# WHAT TO DO:
Write the next part of the short biography of Abraham Keteltas, starting right after its last sentence.

# EXCERPT:
Abraham Keteltas (1732–1798) was raised by Protestant parents in New York City and New Rochelle, where his father, Abraham Keteltas Sr, had moved form Holland in  1720. He spent much of his time among the communities of Huguenots in the area. Becoming fluent in French early on, he later studied theology at Yale, where he earned his degree in 1752, followed by his preacher's license in 1756. From 1757 until his dismissal in 1760, Keteltas supplied the pulpit of the Presbyterian church in Elizabethtown, New Jersey. He then served as an itinerant preacher to the Dutch and Huguenot parishes in Jamaica and Long Island, New York, where he gained much popular support. By 1776, Keteltas was elected to the Provincial Congress and became such a vociferous defender of the American cause that he feared for reprisals when British troops landed on Long Island. During the American Revolution, he served as preacher to a number of Presbyterian churches in Massachusetts and Connecticut until his retirement in 1782. Following the war, he was appointed to a special commission that oversaw the redistribution of livestock on Long Island. He died in 1798 and was buried in Prospect Cemetery, Queens, New York, not far from where he lived.

# STORED DATA:
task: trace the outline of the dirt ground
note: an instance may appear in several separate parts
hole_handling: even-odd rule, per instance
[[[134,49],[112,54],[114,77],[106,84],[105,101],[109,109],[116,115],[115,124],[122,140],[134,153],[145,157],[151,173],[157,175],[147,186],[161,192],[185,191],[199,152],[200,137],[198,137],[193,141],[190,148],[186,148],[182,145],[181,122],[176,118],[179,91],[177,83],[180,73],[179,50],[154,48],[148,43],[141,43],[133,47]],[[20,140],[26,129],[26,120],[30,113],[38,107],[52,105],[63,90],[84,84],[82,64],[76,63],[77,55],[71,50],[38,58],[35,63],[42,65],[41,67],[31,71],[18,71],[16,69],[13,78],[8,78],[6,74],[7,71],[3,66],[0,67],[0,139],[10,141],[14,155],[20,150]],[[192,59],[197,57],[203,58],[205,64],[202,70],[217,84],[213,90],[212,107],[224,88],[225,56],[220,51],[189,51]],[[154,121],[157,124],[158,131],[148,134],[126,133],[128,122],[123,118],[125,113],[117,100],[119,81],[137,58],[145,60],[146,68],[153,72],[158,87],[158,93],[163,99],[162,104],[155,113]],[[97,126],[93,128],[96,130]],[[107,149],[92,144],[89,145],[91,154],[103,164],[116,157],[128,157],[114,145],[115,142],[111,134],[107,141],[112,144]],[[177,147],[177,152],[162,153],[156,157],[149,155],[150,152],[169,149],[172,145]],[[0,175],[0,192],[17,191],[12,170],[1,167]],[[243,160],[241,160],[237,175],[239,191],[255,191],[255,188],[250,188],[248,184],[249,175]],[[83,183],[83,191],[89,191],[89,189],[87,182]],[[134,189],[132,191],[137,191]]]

# RESULT OF THE TASK:
Of his patriotic sermons, three deserve to be singled out. The Religious Soldier (1759), preached to American and British forces in 1759, exhorts his audience to moral conduct in warfare and patriotic service of their country. God Arising And Pleading his People's Cause (1777) and his Reflections on Extortion (1778) are bold expressions of American Independence.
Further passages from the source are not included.